[Stored data — start]

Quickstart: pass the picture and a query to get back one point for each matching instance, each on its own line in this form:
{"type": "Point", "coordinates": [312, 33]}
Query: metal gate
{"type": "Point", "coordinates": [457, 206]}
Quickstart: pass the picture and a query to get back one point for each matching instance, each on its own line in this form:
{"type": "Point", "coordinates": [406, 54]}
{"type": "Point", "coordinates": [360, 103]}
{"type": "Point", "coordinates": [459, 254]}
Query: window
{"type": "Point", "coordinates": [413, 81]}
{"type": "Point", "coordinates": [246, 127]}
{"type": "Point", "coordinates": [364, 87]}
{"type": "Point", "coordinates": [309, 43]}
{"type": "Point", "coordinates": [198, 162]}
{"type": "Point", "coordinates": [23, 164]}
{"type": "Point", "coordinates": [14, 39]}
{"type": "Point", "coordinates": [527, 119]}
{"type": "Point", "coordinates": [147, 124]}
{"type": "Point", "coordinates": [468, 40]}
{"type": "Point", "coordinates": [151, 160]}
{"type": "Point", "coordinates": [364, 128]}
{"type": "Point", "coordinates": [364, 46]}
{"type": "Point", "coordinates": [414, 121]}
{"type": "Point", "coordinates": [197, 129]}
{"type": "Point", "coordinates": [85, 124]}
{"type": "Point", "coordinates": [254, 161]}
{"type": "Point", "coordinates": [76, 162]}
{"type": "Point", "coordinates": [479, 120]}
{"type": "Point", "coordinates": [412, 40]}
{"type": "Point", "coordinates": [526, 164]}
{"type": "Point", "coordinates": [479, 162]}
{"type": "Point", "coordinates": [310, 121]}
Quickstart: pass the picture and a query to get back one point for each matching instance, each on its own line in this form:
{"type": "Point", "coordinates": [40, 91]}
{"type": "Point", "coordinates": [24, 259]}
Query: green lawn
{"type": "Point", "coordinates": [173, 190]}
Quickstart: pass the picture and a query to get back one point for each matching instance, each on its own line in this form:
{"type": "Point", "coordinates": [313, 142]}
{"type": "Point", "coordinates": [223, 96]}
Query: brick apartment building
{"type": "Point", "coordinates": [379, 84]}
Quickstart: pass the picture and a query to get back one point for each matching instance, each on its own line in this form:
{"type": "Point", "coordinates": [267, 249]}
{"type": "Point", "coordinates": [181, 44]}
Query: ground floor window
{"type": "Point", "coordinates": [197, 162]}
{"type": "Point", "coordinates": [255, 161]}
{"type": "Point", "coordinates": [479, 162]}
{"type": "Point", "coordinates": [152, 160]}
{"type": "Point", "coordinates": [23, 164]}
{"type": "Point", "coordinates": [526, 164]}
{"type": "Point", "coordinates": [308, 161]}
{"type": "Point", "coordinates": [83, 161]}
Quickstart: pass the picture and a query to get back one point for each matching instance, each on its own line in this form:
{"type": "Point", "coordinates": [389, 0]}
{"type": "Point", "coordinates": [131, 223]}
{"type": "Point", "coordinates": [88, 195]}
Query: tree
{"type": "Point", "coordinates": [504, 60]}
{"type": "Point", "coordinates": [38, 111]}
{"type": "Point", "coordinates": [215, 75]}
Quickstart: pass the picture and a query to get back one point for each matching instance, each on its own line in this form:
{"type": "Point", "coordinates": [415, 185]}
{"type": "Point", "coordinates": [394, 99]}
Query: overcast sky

[Stored data — finish]

• Work to complete
Repeat the records above in full, character for character.

• Result for this task
Quickstart: pass the picture and a query to get back one point for each matching instance, each on its own line in this form:
{"type": "Point", "coordinates": [312, 33]}
Query: metal gate
{"type": "Point", "coordinates": [457, 206]}
Quickstart: pass the picture and a query to get back one point for each matching instance, each on its own line in this form:
{"type": "Point", "coordinates": [406, 54]}
{"type": "Point", "coordinates": [360, 103]}
{"type": "Point", "coordinates": [459, 254]}
Query: window
{"type": "Point", "coordinates": [413, 81]}
{"type": "Point", "coordinates": [246, 127]}
{"type": "Point", "coordinates": [364, 87]}
{"type": "Point", "coordinates": [309, 43]}
{"type": "Point", "coordinates": [198, 162]}
{"type": "Point", "coordinates": [23, 164]}
{"type": "Point", "coordinates": [14, 39]}
{"type": "Point", "coordinates": [527, 119]}
{"type": "Point", "coordinates": [147, 124]}
{"type": "Point", "coordinates": [468, 40]}
{"type": "Point", "coordinates": [151, 160]}
{"type": "Point", "coordinates": [364, 128]}
{"type": "Point", "coordinates": [364, 46]}
{"type": "Point", "coordinates": [414, 121]}
{"type": "Point", "coordinates": [197, 129]}
{"type": "Point", "coordinates": [85, 124]}
{"type": "Point", "coordinates": [254, 161]}
{"type": "Point", "coordinates": [76, 162]}
{"type": "Point", "coordinates": [479, 120]}
{"type": "Point", "coordinates": [412, 40]}
{"type": "Point", "coordinates": [526, 164]}
{"type": "Point", "coordinates": [479, 162]}
{"type": "Point", "coordinates": [310, 121]}
Quickstart: pass the picture and a query to get back one point for each matching instance, each on its own line in this form:
{"type": "Point", "coordinates": [40, 91]}
{"type": "Point", "coordinates": [24, 259]}
Query: green lawn
{"type": "Point", "coordinates": [173, 190]}
Quickstart: pass the picture and a query to get back one point for each matching instance, each on its own line in this form:
{"type": "Point", "coordinates": [313, 142]}
{"type": "Point", "coordinates": [223, 96]}
Query: brick apartment building
{"type": "Point", "coordinates": [379, 84]}
Quickstart: pass the picture and a query to get back one point for each matching instance, each on its own line in this form:
{"type": "Point", "coordinates": [267, 249]}
{"type": "Point", "coordinates": [181, 44]}
Query: ground floor window
{"type": "Point", "coordinates": [197, 162]}
{"type": "Point", "coordinates": [255, 161]}
{"type": "Point", "coordinates": [479, 162]}
{"type": "Point", "coordinates": [152, 160]}
{"type": "Point", "coordinates": [23, 164]}
{"type": "Point", "coordinates": [526, 164]}
{"type": "Point", "coordinates": [308, 161]}
{"type": "Point", "coordinates": [83, 161]}
Quickstart: pass the picture and a query to get back one point for each matching instance, each on its own line in this form:
{"type": "Point", "coordinates": [389, 0]}
{"type": "Point", "coordinates": [131, 223]}
{"type": "Point", "coordinates": [88, 195]}
Query: tree
{"type": "Point", "coordinates": [504, 60]}
{"type": "Point", "coordinates": [38, 111]}
{"type": "Point", "coordinates": [215, 75]}
Quickstart: pass the picture and a query to get back one point for each matching instance, each on its own line in this form:
{"type": "Point", "coordinates": [415, 185]}
{"type": "Point", "coordinates": [394, 99]}
Query: overcast sky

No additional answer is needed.